### [Exercise goal]
Transcribe the entries below exactly; leave every image out.

[Rows from a box labeling dataset]

»»

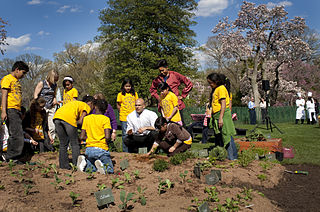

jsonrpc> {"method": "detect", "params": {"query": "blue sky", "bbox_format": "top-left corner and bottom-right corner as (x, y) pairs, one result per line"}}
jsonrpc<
(0, 0), (320, 63)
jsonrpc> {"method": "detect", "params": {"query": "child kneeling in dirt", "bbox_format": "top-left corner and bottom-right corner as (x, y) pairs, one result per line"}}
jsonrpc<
(147, 117), (192, 156)
(77, 99), (113, 174)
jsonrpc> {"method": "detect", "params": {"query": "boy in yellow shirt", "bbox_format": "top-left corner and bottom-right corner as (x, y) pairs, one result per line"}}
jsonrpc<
(77, 99), (113, 174)
(1, 61), (29, 162)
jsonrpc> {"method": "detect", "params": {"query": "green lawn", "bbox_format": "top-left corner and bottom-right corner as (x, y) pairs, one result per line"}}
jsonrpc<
(115, 123), (320, 165)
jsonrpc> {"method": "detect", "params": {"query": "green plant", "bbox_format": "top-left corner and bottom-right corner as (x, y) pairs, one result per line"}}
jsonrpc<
(135, 186), (147, 206)
(133, 170), (140, 179)
(204, 186), (220, 202)
(238, 148), (255, 167)
(124, 172), (131, 183)
(258, 174), (267, 181)
(23, 184), (33, 195)
(97, 183), (107, 191)
(69, 191), (80, 207)
(51, 174), (63, 189)
(179, 170), (188, 183)
(158, 177), (174, 194)
(153, 159), (169, 172)
(209, 146), (228, 161)
(119, 190), (135, 211)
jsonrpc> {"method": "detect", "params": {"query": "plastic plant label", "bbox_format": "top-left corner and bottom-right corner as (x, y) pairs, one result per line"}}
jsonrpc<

««

### [Solution to the exercise]
jsonrpc> {"method": "detect", "params": {"query": "blue sky", "bbox_format": "top-left corner and bottom-right corner as (x, y) pairs, one result per line"}}
jsonrpc<
(0, 0), (320, 63)
jsonrpc> {"method": "detect", "params": {"query": "child kneeling in dirt", "bbox_format": "top-left corner and bottom-right corner as (x, y) pairs, one result per line"}}
jsonrpc<
(147, 117), (192, 156)
(77, 99), (113, 174)
jsonrpc> {"method": "detect", "params": {"query": "boy in yellow shirt", "bbox_format": "top-left corner and bottom-right corner as (x, y) pairs, one result per line"}}
jsonrpc<
(77, 99), (113, 174)
(1, 61), (29, 162)
jsonrpc> {"method": "detect", "params": {"query": "green lawn", "bbox_format": "top-left corner and bottom-right corner as (x, y) pairs, one result per line"}}
jsonrpc<
(115, 123), (320, 165)
jsonrpc> {"method": "detect", "params": {"query": "green plant", "bbox_format": "top-left corner and bottom-right corner as (x, y) pairs, one result per line"}}
jsonrpc<
(135, 186), (147, 206)
(133, 170), (140, 179)
(204, 186), (220, 202)
(238, 148), (255, 167)
(124, 172), (131, 183)
(258, 174), (267, 181)
(23, 184), (33, 195)
(97, 183), (107, 191)
(69, 191), (80, 207)
(51, 174), (63, 189)
(179, 170), (188, 183)
(158, 177), (174, 194)
(153, 159), (169, 172)
(209, 146), (228, 161)
(119, 190), (135, 211)
jsonrpc> {"method": "detect", "params": {"query": "plastic plant label", "bbox_format": "top-left corner and bottom-right corner as (x, y) pairs, one result per line"}}
jsonrpc<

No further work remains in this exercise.